##### MATERIAL PROPORCIONADO

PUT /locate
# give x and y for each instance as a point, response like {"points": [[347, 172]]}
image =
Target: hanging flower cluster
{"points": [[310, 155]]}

##########
##### MATERIAL PROPORCIONADO

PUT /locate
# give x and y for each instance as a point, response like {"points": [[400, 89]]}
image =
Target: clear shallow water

##########
##### MATERIAL PROPORCIONADO

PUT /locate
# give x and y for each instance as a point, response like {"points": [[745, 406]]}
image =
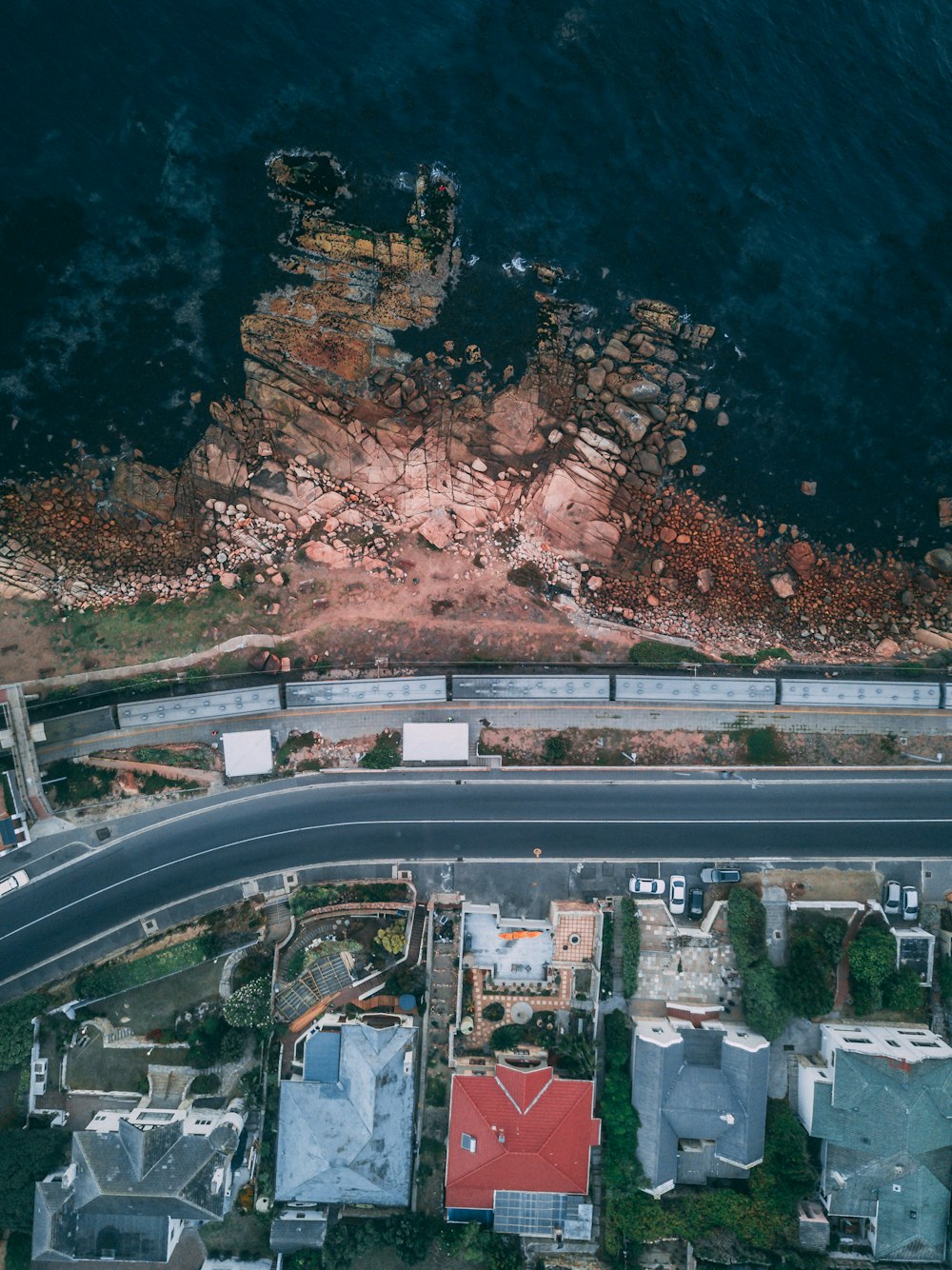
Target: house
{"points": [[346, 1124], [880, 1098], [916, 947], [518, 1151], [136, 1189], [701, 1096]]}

##########

*TAREA:*
Recopila todas las líneas del listado anterior en las que aparezca la palabra "instance".

*RESPUESTA:*
# give x and y for each instance as a point, response like {"points": [[347, 172]]}
# give x and y for each instance as a point, response like {"points": [[400, 89]]}
# give x and y for each instance as a point, response like {"points": [[745, 406]]}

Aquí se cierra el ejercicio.